• [Task] Please read the records below and return each line holding the string "potato".

Dataset entries section start

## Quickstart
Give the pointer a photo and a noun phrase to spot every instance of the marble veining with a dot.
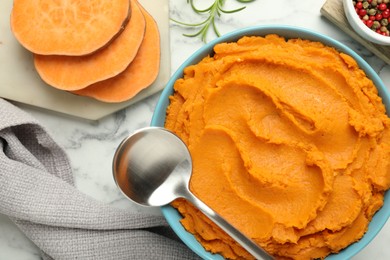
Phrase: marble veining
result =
(91, 145)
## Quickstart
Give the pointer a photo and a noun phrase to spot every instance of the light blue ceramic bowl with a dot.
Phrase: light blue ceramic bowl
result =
(172, 215)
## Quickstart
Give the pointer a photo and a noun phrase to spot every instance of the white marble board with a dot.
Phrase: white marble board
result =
(21, 83)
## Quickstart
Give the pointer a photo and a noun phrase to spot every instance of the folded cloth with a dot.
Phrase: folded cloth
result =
(37, 192)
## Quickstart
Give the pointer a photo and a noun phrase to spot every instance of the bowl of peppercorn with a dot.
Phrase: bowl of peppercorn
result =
(370, 19)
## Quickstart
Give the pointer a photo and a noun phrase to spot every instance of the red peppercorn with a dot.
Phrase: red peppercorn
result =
(386, 13)
(381, 6)
(362, 12)
(369, 23)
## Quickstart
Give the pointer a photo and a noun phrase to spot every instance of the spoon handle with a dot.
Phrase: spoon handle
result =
(237, 235)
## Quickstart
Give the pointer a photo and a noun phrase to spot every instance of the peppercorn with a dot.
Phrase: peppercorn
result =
(371, 11)
(375, 14)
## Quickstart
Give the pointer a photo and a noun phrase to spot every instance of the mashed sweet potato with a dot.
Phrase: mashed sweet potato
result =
(290, 143)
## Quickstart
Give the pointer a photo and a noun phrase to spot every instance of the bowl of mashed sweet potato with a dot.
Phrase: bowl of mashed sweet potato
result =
(290, 142)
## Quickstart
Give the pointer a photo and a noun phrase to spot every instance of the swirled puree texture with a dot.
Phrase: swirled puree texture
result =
(290, 143)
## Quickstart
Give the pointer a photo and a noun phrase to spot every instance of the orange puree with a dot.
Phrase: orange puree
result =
(290, 143)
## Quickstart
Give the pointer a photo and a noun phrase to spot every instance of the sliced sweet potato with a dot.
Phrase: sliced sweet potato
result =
(77, 72)
(140, 74)
(67, 27)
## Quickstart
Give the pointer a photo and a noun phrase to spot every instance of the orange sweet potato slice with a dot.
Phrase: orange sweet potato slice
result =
(67, 27)
(77, 72)
(140, 74)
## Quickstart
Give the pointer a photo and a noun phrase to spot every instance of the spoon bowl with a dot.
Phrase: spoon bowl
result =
(153, 167)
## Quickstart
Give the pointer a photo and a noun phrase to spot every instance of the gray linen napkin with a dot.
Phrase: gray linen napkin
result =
(38, 194)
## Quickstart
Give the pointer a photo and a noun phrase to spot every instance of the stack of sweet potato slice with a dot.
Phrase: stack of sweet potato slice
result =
(108, 50)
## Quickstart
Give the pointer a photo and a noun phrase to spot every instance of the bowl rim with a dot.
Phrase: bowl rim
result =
(362, 29)
(158, 119)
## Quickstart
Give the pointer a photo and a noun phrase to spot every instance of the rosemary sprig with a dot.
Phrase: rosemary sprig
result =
(214, 10)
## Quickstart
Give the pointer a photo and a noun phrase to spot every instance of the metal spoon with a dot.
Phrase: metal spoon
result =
(153, 167)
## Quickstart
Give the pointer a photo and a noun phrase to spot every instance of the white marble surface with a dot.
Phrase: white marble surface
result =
(90, 145)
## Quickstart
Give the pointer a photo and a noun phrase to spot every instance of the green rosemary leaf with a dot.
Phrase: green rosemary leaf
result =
(215, 10)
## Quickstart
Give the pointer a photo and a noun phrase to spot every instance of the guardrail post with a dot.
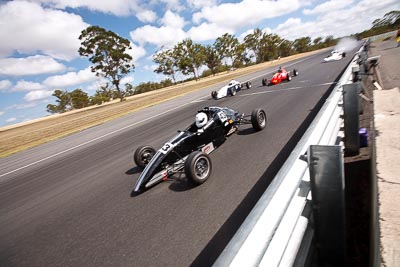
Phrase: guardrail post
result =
(328, 201)
(351, 118)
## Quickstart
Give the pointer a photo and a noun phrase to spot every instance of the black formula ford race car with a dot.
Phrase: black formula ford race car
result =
(188, 151)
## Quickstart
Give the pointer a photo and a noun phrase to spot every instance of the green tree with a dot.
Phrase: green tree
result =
(78, 99)
(190, 56)
(254, 43)
(129, 89)
(108, 53)
(167, 63)
(212, 59)
(226, 46)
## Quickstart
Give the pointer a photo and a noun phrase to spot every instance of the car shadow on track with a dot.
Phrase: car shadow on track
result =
(246, 131)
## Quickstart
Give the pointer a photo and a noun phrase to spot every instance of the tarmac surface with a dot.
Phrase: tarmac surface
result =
(386, 104)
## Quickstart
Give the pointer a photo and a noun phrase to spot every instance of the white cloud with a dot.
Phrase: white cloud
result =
(70, 78)
(31, 29)
(173, 4)
(23, 85)
(246, 13)
(37, 95)
(127, 79)
(201, 3)
(328, 7)
(115, 7)
(167, 36)
(150, 67)
(339, 23)
(32, 65)
(5, 85)
(146, 16)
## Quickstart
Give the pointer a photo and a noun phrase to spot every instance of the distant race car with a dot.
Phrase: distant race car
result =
(188, 151)
(335, 55)
(281, 75)
(230, 89)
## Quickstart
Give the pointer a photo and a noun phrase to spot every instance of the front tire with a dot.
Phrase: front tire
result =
(264, 82)
(143, 155)
(198, 167)
(248, 85)
(258, 119)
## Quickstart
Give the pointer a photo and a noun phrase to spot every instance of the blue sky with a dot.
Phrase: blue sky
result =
(39, 38)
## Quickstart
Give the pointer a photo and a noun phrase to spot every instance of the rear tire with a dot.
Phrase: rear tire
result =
(143, 155)
(198, 167)
(258, 119)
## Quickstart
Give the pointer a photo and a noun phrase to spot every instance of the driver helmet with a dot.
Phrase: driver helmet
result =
(201, 119)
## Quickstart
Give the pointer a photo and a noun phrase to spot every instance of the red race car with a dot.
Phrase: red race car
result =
(281, 75)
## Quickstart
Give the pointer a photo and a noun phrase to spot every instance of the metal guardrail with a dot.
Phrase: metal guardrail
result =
(277, 230)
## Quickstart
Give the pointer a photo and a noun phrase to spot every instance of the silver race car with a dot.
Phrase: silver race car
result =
(335, 55)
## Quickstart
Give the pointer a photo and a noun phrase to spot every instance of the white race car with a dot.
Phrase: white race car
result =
(335, 55)
(230, 89)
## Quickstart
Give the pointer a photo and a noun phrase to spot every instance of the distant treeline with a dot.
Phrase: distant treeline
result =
(107, 52)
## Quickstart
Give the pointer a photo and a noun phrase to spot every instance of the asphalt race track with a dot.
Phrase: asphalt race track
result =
(69, 202)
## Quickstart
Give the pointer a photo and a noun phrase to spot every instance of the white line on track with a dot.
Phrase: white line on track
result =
(91, 141)
(286, 89)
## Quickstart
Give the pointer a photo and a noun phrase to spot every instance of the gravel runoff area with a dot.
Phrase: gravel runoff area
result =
(25, 135)
(387, 142)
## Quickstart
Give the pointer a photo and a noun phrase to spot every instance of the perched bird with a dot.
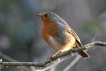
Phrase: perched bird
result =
(58, 34)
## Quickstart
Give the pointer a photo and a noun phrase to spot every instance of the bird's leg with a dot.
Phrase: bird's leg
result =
(51, 58)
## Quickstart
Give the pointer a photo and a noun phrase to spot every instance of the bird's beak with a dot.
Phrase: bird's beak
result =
(38, 15)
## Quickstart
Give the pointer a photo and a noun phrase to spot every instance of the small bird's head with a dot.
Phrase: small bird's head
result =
(48, 16)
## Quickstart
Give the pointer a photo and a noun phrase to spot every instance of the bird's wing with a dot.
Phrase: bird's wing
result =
(69, 30)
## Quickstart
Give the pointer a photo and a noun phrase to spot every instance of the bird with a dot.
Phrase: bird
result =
(58, 34)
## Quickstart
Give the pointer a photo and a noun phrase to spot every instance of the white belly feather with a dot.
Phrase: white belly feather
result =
(60, 47)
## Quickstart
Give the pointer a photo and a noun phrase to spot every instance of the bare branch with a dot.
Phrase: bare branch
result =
(98, 43)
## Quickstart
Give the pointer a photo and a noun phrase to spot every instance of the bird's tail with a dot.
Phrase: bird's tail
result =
(84, 54)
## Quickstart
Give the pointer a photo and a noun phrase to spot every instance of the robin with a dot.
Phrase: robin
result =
(58, 34)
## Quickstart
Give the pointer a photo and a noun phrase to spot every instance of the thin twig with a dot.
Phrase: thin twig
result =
(97, 43)
(78, 57)
(13, 60)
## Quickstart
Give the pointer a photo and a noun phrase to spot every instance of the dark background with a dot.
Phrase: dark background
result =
(20, 30)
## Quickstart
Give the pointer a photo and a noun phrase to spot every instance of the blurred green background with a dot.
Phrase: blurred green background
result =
(20, 30)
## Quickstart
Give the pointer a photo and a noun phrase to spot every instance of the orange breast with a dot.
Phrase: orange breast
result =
(50, 29)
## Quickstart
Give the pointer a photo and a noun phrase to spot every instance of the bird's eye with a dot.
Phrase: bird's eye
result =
(46, 15)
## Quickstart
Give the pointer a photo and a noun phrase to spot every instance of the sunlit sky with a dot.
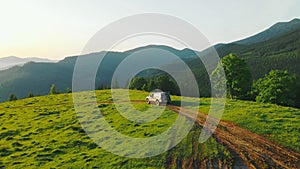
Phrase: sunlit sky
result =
(55, 29)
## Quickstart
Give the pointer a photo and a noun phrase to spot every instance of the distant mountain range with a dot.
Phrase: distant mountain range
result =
(275, 48)
(10, 61)
(276, 30)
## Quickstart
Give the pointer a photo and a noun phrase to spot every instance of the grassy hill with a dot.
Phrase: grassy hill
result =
(38, 77)
(44, 132)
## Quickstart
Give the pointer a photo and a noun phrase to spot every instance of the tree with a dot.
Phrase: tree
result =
(30, 94)
(53, 90)
(167, 84)
(68, 90)
(137, 83)
(277, 87)
(238, 76)
(12, 97)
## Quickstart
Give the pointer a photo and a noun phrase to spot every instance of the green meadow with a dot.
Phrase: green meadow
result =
(45, 132)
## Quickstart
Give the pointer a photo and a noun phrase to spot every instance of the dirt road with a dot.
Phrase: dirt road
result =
(248, 150)
(255, 151)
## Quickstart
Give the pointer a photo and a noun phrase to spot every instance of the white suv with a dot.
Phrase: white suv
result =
(158, 98)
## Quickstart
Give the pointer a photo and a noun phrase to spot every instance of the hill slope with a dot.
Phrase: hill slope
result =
(38, 77)
(44, 132)
(8, 62)
(272, 32)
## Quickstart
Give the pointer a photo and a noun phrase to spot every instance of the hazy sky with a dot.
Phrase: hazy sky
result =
(58, 28)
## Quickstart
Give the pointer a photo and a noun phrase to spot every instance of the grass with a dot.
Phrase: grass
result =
(278, 123)
(44, 132)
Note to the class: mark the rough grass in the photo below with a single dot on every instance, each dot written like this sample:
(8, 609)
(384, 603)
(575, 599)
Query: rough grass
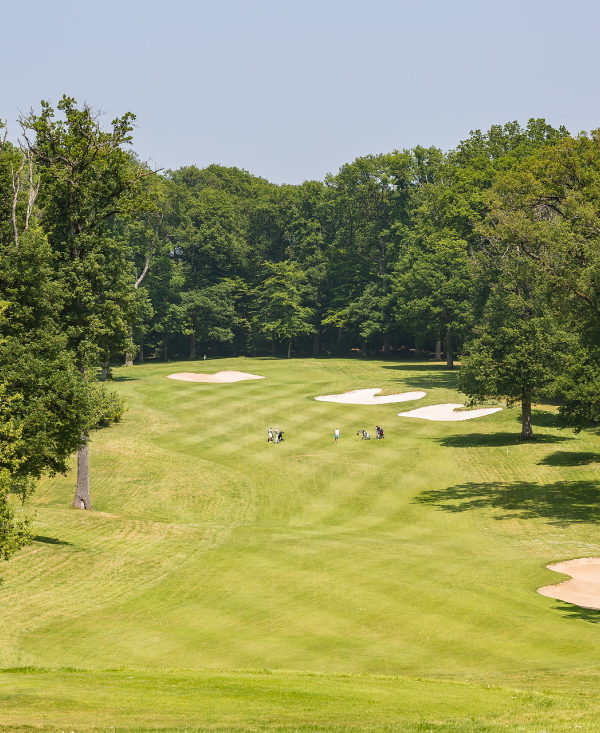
(210, 550)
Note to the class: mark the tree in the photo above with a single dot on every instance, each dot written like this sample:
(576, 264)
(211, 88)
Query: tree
(279, 311)
(516, 354)
(546, 211)
(434, 289)
(86, 180)
(209, 315)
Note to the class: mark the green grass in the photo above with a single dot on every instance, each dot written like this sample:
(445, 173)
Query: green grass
(400, 574)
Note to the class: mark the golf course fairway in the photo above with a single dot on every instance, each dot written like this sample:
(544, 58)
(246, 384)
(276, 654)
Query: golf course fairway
(224, 583)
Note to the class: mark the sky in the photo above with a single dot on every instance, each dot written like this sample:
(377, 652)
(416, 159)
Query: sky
(293, 89)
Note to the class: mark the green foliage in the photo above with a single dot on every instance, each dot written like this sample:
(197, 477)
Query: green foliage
(517, 351)
(280, 315)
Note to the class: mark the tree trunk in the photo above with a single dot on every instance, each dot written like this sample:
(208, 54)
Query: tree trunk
(449, 355)
(82, 498)
(526, 427)
(316, 343)
(418, 346)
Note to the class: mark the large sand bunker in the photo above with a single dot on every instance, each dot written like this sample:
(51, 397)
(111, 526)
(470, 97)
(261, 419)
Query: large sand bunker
(584, 587)
(368, 397)
(219, 377)
(448, 412)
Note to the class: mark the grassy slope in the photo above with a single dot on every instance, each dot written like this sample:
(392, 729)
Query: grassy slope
(211, 549)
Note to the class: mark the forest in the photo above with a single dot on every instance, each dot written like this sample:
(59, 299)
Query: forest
(487, 254)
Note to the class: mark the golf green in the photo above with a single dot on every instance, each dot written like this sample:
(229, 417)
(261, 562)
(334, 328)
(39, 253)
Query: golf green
(381, 583)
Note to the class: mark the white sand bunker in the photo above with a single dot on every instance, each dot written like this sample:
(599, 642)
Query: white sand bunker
(368, 397)
(219, 377)
(584, 587)
(448, 412)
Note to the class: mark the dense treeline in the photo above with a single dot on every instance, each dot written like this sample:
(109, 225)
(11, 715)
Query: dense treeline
(489, 252)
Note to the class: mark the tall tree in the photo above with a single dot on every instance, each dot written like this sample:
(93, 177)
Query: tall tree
(87, 178)
(280, 314)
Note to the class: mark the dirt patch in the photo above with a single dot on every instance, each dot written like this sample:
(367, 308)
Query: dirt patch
(369, 397)
(219, 378)
(584, 587)
(448, 412)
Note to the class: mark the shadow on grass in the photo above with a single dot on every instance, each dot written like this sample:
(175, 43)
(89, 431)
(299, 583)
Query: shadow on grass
(560, 503)
(50, 540)
(428, 376)
(567, 458)
(494, 440)
(568, 610)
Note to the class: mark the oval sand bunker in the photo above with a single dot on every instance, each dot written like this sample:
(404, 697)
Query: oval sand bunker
(584, 587)
(368, 397)
(218, 378)
(448, 412)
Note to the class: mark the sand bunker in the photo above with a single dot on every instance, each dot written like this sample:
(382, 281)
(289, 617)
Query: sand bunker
(368, 397)
(219, 377)
(584, 587)
(448, 412)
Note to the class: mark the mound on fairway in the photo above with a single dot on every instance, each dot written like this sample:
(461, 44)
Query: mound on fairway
(225, 377)
(369, 397)
(584, 587)
(447, 412)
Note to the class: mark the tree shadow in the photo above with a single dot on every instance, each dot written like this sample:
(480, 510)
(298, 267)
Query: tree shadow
(435, 376)
(569, 610)
(494, 440)
(50, 540)
(560, 503)
(568, 458)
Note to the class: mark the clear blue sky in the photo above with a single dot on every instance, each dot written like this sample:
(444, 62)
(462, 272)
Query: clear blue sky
(292, 89)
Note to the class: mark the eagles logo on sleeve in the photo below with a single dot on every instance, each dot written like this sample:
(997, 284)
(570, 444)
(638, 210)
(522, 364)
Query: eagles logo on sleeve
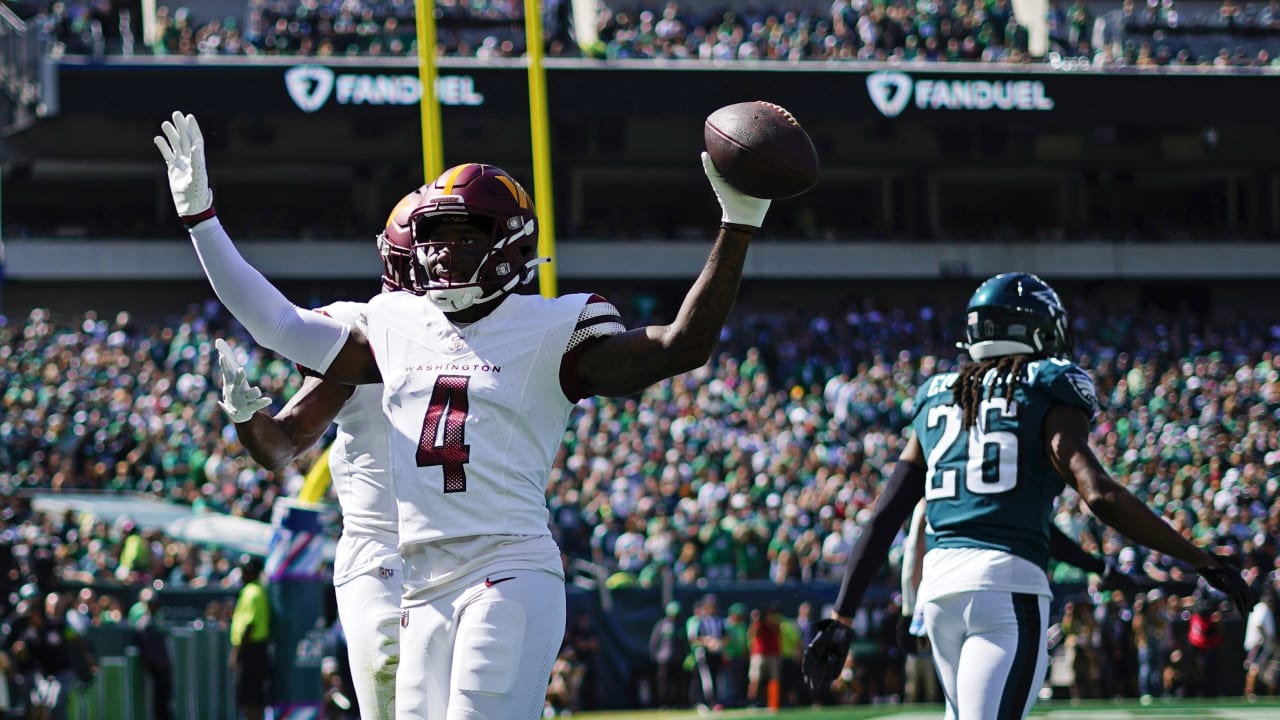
(1083, 386)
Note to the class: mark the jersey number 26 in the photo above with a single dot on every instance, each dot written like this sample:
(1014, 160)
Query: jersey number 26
(990, 464)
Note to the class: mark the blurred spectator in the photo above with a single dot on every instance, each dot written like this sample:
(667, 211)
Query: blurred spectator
(734, 673)
(1261, 647)
(705, 632)
(251, 632)
(764, 643)
(154, 651)
(668, 646)
(900, 32)
(581, 639)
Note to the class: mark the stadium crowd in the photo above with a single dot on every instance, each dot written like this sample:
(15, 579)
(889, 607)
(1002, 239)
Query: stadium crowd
(1132, 35)
(758, 466)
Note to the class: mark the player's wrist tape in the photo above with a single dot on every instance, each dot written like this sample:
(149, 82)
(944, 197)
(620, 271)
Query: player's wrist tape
(192, 220)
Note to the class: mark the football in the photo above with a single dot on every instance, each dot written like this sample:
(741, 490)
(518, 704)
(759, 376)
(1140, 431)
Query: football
(762, 150)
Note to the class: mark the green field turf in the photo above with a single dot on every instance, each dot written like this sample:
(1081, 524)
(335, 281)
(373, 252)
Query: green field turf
(1093, 710)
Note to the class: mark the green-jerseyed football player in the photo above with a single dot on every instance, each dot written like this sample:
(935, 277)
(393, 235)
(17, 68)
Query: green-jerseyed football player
(992, 446)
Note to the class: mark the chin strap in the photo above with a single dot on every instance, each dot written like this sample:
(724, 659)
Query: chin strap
(453, 300)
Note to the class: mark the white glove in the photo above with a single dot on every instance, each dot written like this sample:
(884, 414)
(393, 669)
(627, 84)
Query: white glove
(240, 399)
(737, 208)
(184, 155)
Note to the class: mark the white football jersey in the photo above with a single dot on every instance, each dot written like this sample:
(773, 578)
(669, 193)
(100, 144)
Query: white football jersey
(478, 413)
(360, 464)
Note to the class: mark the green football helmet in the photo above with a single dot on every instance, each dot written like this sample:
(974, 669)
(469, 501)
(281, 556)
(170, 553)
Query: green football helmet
(1016, 314)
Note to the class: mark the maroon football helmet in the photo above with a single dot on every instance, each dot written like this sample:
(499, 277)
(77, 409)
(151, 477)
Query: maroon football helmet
(396, 242)
(487, 197)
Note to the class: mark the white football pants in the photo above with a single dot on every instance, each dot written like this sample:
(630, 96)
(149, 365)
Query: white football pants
(484, 651)
(369, 607)
(990, 650)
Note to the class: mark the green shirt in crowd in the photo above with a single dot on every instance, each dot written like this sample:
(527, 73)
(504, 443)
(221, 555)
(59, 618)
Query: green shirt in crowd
(252, 611)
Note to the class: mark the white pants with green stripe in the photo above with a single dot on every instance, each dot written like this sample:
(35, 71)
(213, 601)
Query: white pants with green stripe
(990, 651)
(369, 607)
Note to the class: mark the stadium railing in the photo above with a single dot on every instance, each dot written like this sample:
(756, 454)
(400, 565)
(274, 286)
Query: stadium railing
(23, 76)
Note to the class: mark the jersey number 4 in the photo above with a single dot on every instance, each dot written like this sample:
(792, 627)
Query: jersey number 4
(448, 449)
(990, 464)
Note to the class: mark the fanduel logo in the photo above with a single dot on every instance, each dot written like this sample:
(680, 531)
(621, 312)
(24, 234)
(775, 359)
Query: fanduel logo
(891, 91)
(311, 86)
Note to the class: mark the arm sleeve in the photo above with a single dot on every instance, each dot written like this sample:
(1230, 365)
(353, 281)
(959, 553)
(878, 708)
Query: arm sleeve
(598, 320)
(300, 335)
(1061, 547)
(904, 490)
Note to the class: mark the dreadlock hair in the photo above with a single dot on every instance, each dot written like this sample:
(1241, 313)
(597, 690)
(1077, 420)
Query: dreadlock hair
(970, 391)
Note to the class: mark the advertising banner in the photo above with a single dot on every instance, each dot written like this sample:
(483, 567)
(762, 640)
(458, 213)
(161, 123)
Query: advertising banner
(858, 92)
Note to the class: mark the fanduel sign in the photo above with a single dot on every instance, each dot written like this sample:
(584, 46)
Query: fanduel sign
(311, 86)
(892, 90)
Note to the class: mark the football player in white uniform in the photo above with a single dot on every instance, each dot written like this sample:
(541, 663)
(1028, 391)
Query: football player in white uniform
(479, 382)
(368, 569)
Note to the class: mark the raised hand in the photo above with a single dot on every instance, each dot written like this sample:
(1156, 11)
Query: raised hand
(736, 208)
(1228, 579)
(240, 399)
(183, 150)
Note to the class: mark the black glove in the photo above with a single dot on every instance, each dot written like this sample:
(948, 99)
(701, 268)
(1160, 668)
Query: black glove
(824, 657)
(1228, 579)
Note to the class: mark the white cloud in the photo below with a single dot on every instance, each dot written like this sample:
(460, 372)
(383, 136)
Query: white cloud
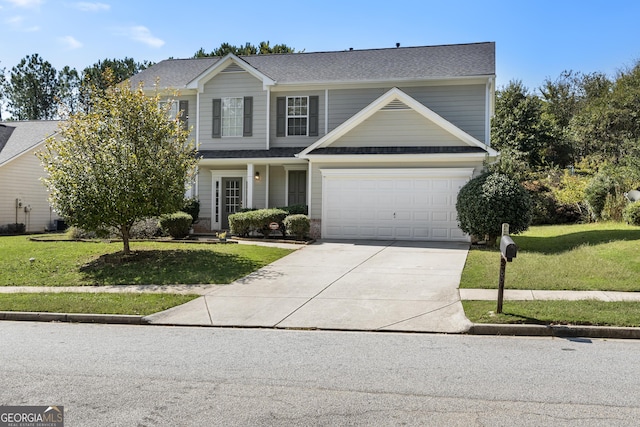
(70, 42)
(143, 35)
(28, 4)
(15, 23)
(91, 7)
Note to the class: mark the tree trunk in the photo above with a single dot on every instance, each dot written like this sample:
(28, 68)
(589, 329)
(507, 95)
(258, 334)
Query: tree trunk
(124, 230)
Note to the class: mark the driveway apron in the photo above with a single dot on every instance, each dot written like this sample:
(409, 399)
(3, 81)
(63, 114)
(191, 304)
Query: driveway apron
(343, 285)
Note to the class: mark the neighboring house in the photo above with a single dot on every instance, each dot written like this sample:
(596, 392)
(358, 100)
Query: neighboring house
(376, 142)
(23, 196)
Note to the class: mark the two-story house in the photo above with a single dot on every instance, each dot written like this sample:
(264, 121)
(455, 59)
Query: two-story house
(376, 142)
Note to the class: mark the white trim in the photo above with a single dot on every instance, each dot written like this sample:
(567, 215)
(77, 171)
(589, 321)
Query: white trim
(405, 173)
(216, 176)
(199, 82)
(375, 106)
(326, 111)
(268, 112)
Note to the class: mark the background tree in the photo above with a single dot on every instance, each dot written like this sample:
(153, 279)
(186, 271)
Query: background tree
(69, 83)
(118, 70)
(246, 50)
(119, 163)
(31, 89)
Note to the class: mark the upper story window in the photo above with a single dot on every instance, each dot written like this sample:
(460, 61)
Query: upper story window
(178, 109)
(232, 116)
(297, 115)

Dataset entries section end

• [Response below]
Give the pointer a photo and a noun phrase to spot every instance of the mashed sweet potato with a dot.
Phrase: mashed sweet potato
Give the pointer a photo and a noun phrase to spot every instance of the bowl of mashed sweet potato with a dot.
Phrase: bowl of mashed sweet potato
Give the pointer a photo and a noun phrase to spot every instance of the sliced sweet potato with a dot.
Phrase: sliced sweet potato
Give the pointer a photo and a noun phrase to spot every instance of the orange sweet potato slice with a dot.
Phrase: orange sweet potato slice
Give the pointer a photo and a noun phrase to spot every instance of the stack of sweet potato slice with a dot.
Phrase: stack of sweet potato slice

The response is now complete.